WHAT YOU WILL DO: Rewrite the data below line for line, putting "Find" wherever "Locate" appears and keeping every other character unchanged.

-- begin --

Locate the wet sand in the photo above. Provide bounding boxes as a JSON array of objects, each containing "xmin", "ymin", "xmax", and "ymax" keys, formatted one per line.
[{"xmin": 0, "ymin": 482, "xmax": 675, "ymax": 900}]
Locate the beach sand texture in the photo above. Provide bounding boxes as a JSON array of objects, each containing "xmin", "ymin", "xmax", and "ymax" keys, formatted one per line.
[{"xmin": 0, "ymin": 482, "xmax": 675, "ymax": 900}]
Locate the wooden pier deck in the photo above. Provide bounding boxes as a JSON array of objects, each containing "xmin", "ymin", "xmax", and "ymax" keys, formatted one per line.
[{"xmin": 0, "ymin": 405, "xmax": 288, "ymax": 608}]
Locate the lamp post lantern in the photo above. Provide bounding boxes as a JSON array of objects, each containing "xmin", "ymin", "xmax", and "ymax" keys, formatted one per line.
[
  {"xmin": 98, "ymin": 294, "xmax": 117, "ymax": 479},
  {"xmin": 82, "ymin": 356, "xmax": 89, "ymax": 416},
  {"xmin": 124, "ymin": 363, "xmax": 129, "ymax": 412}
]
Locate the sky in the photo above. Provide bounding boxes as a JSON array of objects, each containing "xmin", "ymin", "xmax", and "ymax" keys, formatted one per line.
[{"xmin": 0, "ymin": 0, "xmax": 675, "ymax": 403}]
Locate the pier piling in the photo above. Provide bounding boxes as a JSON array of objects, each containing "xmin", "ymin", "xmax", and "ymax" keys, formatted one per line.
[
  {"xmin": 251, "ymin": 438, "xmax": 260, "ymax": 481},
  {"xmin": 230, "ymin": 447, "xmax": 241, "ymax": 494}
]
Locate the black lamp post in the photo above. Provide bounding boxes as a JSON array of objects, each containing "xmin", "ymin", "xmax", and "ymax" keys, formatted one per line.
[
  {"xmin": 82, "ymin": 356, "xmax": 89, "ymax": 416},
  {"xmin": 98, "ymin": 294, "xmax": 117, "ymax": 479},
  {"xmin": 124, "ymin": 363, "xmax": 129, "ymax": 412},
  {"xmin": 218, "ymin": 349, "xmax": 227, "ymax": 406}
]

-- end --

IN RESPONSE:
Find the wet sand in the photo above. Provide bounding boxes as a JSON array of objects, each containing "xmin", "ymin", "xmax", and "ymax" keys, formatted one per line.
[{"xmin": 0, "ymin": 482, "xmax": 675, "ymax": 900}]
Find the beach sand texture in the photo above. Provide bounding boxes as a JSON array of objects, each containing "xmin", "ymin", "xmax", and "ymax" keys, formatted one per line.
[{"xmin": 0, "ymin": 482, "xmax": 675, "ymax": 900}]
Find the wooden pier deck in the photo above. Provide bounding boxes as a JSON array of objects, each containing "xmin", "ymin", "xmax", and "ymax" keys, formatted one per line.
[{"xmin": 0, "ymin": 405, "xmax": 288, "ymax": 608}]
Find the lamp post lantern in the photo above. Provide bounding boxes as a JSON array of objects, each containing "xmin", "ymin", "xmax", and "ymax" keys, formatted one per line.
[
  {"xmin": 98, "ymin": 294, "xmax": 117, "ymax": 479},
  {"xmin": 82, "ymin": 356, "xmax": 89, "ymax": 416},
  {"xmin": 124, "ymin": 363, "xmax": 129, "ymax": 412}
]
Find the sky in the photo above. Provide bounding boxes as a JSON array of objects, each containing "xmin", "ymin", "xmax", and "ymax" keys, formatted one per line.
[{"xmin": 0, "ymin": 0, "xmax": 675, "ymax": 403}]
Find the pier piling in the photo above. Provide bounding boxes as a JSON array of objects, each containing "xmin", "ymin", "xmax", and "ymax" keys, formatted one per line.
[
  {"xmin": 251, "ymin": 438, "xmax": 260, "ymax": 481},
  {"xmin": 230, "ymin": 447, "xmax": 241, "ymax": 494}
]
Find the black lamp post in the photo above. Provide bounding boxes as a JSON array of objects, each containing "xmin", "ymin", "xmax", and "ymax" keys, formatted one per line.
[
  {"xmin": 82, "ymin": 356, "xmax": 89, "ymax": 416},
  {"xmin": 98, "ymin": 294, "xmax": 117, "ymax": 479},
  {"xmin": 124, "ymin": 363, "xmax": 129, "ymax": 412},
  {"xmin": 218, "ymin": 349, "xmax": 227, "ymax": 406}
]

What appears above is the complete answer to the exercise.